持械搏击指双方或一方在格斗时持有械具。人借助械具使躯体部位延长,使打击力提高。尽管远近距离不一,技击方法各异,但它构成的威胁却比徒手搏斗大得多。械具种类很多,从长度上划分,可以分为长、短两种。长械,包括剑、棍,短械包括钩镶、匕等。这种格斗形式在两汉画像石中不少,现择其要列举如下:
山东微山县两城乡出土的持械格斗画像石,画面上双方着紧身衣、戴假面。左边一人左手持盾防守,右手持剑攻击;右边一人右手操勾镶防守,左手执剑攻击,二人呈弓步用力对决,胜负难分。

_所给材料_:
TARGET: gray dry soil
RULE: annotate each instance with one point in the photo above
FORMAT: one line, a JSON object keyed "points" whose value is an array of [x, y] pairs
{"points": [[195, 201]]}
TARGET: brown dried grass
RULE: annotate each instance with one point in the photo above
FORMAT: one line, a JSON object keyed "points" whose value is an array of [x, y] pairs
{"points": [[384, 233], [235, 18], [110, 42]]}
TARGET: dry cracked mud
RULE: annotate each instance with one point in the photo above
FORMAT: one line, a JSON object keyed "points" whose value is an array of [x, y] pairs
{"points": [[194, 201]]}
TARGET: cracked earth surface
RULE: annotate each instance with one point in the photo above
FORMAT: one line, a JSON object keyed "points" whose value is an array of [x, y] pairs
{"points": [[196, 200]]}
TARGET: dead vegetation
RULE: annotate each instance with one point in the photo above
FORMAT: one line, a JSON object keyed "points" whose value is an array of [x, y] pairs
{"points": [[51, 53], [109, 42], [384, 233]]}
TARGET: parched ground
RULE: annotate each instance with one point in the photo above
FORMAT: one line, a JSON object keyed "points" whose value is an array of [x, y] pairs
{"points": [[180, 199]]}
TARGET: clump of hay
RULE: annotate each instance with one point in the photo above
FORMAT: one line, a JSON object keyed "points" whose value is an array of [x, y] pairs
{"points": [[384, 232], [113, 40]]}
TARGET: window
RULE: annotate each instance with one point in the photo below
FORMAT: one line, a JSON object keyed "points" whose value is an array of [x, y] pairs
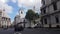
{"points": [[55, 6], [43, 2], [45, 20], [44, 11], [57, 19]]}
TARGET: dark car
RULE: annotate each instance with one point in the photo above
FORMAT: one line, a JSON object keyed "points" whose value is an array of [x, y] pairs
{"points": [[19, 27]]}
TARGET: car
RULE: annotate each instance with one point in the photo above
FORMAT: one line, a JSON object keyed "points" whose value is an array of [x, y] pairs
{"points": [[19, 27]]}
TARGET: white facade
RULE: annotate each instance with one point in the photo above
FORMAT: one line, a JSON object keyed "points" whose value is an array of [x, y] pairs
{"points": [[50, 12], [4, 19]]}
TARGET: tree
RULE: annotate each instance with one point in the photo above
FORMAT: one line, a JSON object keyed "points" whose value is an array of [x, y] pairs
{"points": [[31, 15]]}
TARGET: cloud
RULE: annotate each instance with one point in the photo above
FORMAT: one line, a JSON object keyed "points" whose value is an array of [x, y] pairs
{"points": [[28, 2], [4, 1], [8, 9]]}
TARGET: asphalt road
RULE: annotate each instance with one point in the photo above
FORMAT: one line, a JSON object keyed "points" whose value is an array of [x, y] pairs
{"points": [[30, 31]]}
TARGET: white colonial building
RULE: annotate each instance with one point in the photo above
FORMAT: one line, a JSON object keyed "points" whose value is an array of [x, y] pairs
{"points": [[5, 20], [50, 12]]}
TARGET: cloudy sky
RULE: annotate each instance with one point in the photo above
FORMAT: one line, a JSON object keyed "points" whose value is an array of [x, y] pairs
{"points": [[12, 6]]}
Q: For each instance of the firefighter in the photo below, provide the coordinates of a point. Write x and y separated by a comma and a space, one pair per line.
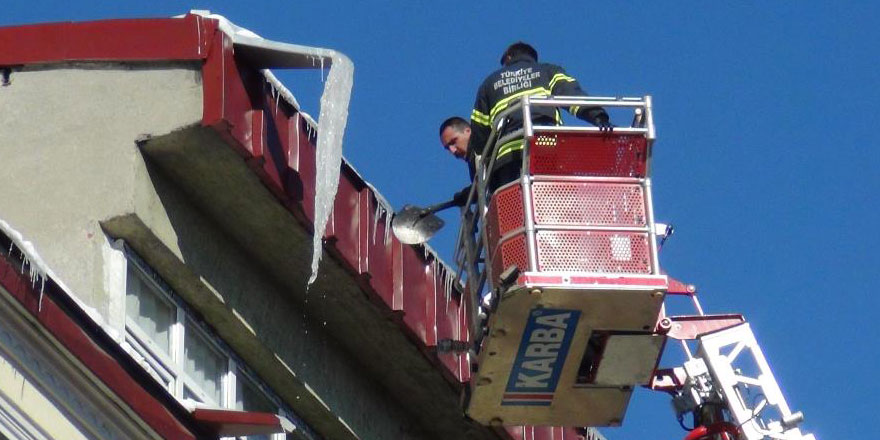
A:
455, 134
521, 74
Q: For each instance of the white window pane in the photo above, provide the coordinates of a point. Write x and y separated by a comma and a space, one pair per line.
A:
202, 363
152, 313
249, 398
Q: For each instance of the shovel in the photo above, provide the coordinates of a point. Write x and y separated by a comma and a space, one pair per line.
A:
414, 225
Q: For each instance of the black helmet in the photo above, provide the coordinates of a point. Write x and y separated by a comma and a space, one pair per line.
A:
519, 47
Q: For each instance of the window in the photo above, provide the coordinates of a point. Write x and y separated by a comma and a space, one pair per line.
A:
183, 353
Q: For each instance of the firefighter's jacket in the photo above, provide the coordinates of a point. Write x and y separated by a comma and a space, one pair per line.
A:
522, 76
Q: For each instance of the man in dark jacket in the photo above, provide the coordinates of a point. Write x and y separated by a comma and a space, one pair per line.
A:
522, 75
455, 134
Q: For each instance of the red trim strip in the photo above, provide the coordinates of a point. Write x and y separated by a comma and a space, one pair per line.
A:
225, 423
116, 40
89, 352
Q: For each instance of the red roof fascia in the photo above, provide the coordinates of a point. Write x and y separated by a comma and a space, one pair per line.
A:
107, 40
227, 423
83, 342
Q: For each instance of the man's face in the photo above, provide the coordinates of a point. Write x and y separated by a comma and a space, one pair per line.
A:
456, 141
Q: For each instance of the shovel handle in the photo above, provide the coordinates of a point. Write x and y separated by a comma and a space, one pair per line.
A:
438, 207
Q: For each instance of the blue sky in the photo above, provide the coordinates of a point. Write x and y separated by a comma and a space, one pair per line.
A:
766, 158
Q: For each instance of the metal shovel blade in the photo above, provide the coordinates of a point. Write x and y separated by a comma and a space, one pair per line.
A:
414, 225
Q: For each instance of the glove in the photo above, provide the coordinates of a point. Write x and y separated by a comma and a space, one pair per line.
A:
461, 196
604, 123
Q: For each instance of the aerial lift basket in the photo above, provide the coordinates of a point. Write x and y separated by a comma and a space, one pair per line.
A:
571, 335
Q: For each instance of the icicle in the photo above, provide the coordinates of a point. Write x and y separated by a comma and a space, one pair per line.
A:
333, 117
376, 215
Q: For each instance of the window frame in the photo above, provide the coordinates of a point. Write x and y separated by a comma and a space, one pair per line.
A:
169, 369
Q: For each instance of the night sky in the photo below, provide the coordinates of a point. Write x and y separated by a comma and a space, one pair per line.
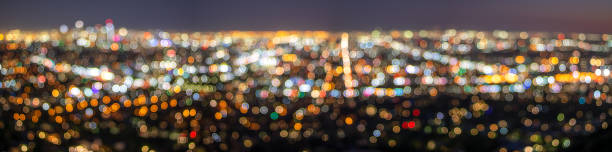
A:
341, 15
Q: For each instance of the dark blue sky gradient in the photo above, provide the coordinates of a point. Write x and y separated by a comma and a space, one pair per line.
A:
191, 15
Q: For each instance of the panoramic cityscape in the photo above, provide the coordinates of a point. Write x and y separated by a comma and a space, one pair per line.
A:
102, 86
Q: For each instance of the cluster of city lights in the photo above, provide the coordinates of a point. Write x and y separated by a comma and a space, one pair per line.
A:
527, 91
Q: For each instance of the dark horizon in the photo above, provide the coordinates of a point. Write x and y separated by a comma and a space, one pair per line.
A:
592, 16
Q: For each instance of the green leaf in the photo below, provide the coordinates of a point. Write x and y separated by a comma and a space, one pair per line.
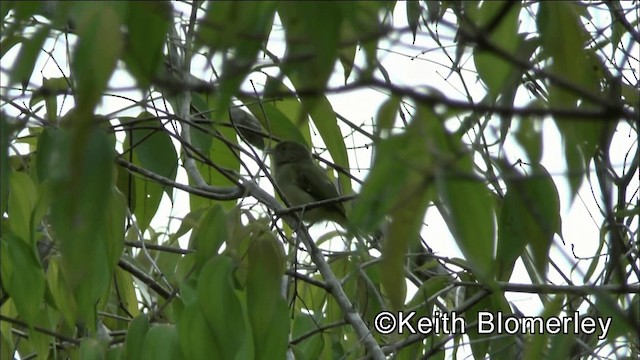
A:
243, 27
195, 336
209, 234
221, 307
530, 216
83, 177
60, 292
312, 32
470, 217
154, 151
23, 195
266, 307
4, 162
414, 11
161, 342
20, 266
97, 51
529, 136
147, 25
387, 114
563, 36
123, 282
536, 349
91, 349
27, 57
325, 120
311, 347
136, 333
152, 144
494, 70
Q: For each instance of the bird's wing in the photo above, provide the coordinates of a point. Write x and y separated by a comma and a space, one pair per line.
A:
318, 186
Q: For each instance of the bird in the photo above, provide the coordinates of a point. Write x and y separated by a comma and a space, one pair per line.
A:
302, 182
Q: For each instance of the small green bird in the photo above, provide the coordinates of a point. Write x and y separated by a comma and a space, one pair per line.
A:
303, 182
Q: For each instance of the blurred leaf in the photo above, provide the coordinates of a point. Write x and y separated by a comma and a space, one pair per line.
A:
414, 11
4, 162
529, 136
22, 201
387, 114
469, 215
208, 235
221, 307
312, 33
20, 266
494, 70
147, 25
311, 347
92, 349
161, 342
530, 216
325, 120
194, 335
536, 349
60, 291
97, 51
266, 307
27, 57
48, 92
123, 282
243, 27
83, 177
152, 144
136, 333
563, 36
248, 126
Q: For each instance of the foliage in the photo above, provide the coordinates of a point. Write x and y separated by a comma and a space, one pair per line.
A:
89, 269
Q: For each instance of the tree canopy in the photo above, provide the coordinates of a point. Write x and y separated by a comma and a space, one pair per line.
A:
140, 218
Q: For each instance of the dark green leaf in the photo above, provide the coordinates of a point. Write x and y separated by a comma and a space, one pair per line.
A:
494, 70
20, 266
27, 57
147, 25
161, 342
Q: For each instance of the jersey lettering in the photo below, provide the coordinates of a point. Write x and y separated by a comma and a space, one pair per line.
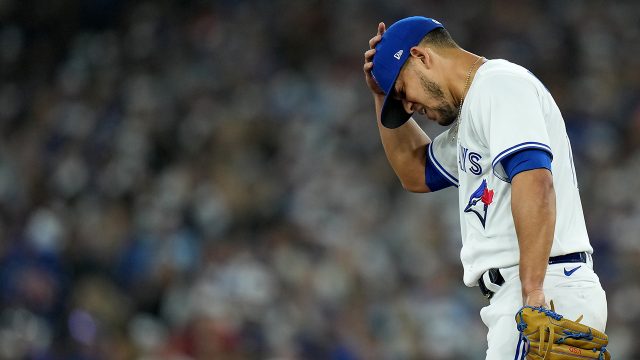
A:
475, 169
462, 158
473, 158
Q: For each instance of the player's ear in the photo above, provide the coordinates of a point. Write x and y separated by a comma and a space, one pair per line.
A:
421, 54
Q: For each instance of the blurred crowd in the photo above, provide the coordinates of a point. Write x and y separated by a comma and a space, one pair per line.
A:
204, 179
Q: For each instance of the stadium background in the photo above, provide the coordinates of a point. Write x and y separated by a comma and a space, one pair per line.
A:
204, 179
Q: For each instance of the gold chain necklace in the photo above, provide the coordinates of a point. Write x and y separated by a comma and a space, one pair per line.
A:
456, 125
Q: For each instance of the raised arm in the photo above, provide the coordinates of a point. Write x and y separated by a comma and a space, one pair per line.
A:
404, 146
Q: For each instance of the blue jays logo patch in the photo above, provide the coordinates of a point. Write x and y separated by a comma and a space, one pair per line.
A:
485, 196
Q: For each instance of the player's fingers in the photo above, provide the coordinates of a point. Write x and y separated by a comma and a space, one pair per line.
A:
374, 40
368, 55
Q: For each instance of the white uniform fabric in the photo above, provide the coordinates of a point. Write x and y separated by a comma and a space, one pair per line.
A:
580, 293
508, 109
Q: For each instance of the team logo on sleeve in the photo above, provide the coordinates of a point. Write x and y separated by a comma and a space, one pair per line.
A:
484, 196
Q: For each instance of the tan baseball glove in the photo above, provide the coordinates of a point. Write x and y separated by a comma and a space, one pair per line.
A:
551, 336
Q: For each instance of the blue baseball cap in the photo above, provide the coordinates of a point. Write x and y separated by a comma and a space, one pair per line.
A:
391, 54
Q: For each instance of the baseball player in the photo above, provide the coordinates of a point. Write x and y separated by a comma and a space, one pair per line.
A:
524, 239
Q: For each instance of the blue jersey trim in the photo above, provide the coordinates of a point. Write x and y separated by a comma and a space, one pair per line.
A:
527, 159
435, 180
439, 167
521, 146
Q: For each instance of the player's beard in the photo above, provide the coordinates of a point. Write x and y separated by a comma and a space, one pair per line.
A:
447, 112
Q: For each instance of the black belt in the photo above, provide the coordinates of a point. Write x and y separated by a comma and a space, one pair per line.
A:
496, 278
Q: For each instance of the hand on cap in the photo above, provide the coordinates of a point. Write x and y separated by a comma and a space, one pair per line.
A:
368, 61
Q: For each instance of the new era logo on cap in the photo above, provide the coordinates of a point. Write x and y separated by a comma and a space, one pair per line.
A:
400, 36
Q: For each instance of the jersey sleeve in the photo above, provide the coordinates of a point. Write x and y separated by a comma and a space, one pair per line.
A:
441, 170
512, 118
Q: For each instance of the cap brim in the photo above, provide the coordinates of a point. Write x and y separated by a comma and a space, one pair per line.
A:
393, 114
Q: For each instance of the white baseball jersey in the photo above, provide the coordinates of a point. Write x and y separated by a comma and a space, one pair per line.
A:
507, 109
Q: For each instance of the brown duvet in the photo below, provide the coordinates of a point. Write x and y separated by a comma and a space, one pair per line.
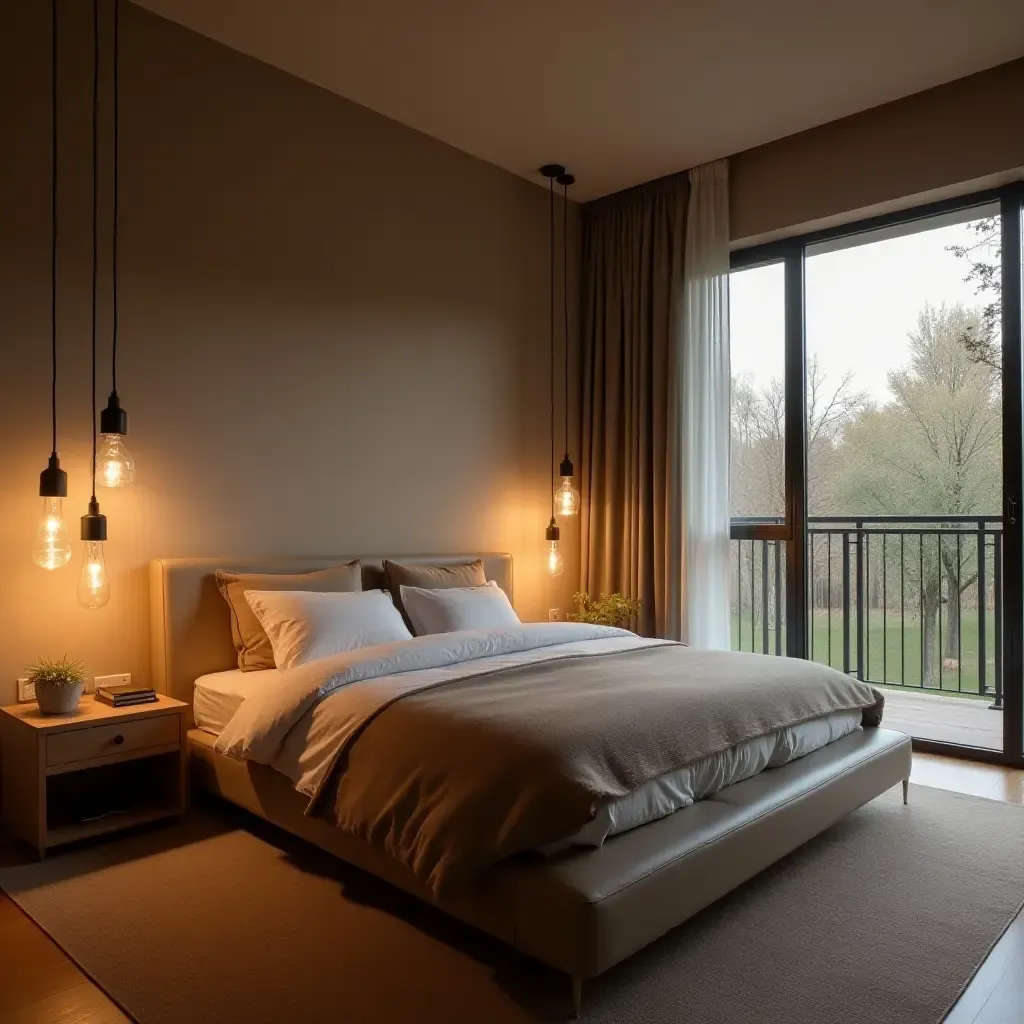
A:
454, 777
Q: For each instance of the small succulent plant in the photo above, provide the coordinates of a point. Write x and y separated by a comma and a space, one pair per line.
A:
606, 609
57, 672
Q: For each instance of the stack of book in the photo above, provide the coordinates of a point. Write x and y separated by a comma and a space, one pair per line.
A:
122, 696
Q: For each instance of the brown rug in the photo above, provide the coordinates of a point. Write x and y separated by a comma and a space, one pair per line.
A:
883, 919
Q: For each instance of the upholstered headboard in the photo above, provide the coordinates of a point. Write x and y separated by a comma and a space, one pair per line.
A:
192, 633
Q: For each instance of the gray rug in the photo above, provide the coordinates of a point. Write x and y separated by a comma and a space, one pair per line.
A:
883, 919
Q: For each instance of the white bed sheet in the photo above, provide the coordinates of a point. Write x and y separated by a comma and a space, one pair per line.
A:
219, 694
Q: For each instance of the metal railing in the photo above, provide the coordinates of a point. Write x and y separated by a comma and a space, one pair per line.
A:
912, 601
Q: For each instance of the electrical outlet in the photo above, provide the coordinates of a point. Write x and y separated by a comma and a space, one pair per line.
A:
120, 679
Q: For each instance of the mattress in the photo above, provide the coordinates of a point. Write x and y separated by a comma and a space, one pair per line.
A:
219, 694
680, 788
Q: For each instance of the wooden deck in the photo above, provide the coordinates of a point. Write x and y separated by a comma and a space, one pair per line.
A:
951, 720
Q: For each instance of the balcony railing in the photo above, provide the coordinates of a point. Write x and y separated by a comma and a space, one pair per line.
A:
912, 601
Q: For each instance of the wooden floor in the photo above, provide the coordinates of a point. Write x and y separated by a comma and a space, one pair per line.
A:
40, 985
949, 720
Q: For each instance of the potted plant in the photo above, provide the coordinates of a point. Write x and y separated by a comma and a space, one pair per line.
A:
58, 684
606, 609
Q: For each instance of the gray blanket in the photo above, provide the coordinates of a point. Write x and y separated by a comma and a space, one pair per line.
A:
456, 775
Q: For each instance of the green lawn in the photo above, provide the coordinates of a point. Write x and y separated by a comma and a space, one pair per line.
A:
883, 647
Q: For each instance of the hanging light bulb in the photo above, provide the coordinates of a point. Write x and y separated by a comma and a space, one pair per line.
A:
93, 585
554, 562
566, 497
51, 548
115, 466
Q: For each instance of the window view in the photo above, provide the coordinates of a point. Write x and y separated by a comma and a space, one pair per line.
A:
757, 337
904, 476
904, 438
757, 340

_任务要求 1_:
根据阅读文本回答:
(a) 械具按长度可分为哪两种?
(b) 文中列出的短械有哪些?
(c) 微山县出土的画像石上,左边一人左手持的是什么?
_任务要求 2_:
把阅读文本中从含有“持械搏击指双方或一方在格斗时”的地方起、到“人呈弓步用力对决,胜负难分。”止的这一段重写一遍,其中的“画像石”一律改称“石刻”。
_任务要求 3_:
请接着这段讲两汉持械格斗画像石的文字,从最后一句之后往下续写。

_书面回答 1_:
(a) 长、短两种。
(b) 钩镶、匕等。
(c) 盾。

_书面回答 2_:
持械搏击指双方或一方在格斗时持有械具。人借助械具使躯体部位延长,使打击力提高。尽管远近距离不一,技击方法各异,但它构成的威胁却比徒手搏斗大得多。械具种类很多,从长度上划分,可以分为长、短两种。长械,包括剑、棍,短械包括钩镶、匕等。这种格斗形式在两汉石刻中不少,现择其要列举如下:
山东微山县两城乡出土的持械格斗石刻,画面上双方着紧身衣、戴假面。左边一人左手持盾防守,右手持剑攻击;右边一人右手操勾镶防守,左手执剑攻击,二人呈弓步用力对决,胜负难分。

_书面回答 3_:
山东省嘉祥县的洪山村发现有一块汉代画像石,雕刻技法为线刻,画面中有五人格斗的场面,从左至右依次是:第一人左手持盾牌,右手持长剑于肩站立观战;第二人着紧身衣,右腿呈弓步,左腿跪地,双手各执意见,右手中的剑与第三个人激战在一起。第三人也着紧身衣,左腿呈弓步,双手执长剑,左手的长剑与第二人激战正酣。右侧的两人同样的装束,两人也是手持长剑格斗,胜负已很明显,左侧手持长剑之人用左手中的长剑似乎已刺中对手,右臂向后直伸展,姿态舒展优美,最右侧一人已被刺中,似乎已被击败,身体向后仰倒。整个画面既紧张刺激,又显得剑术优美,通过画面能感受到剑术的魅力。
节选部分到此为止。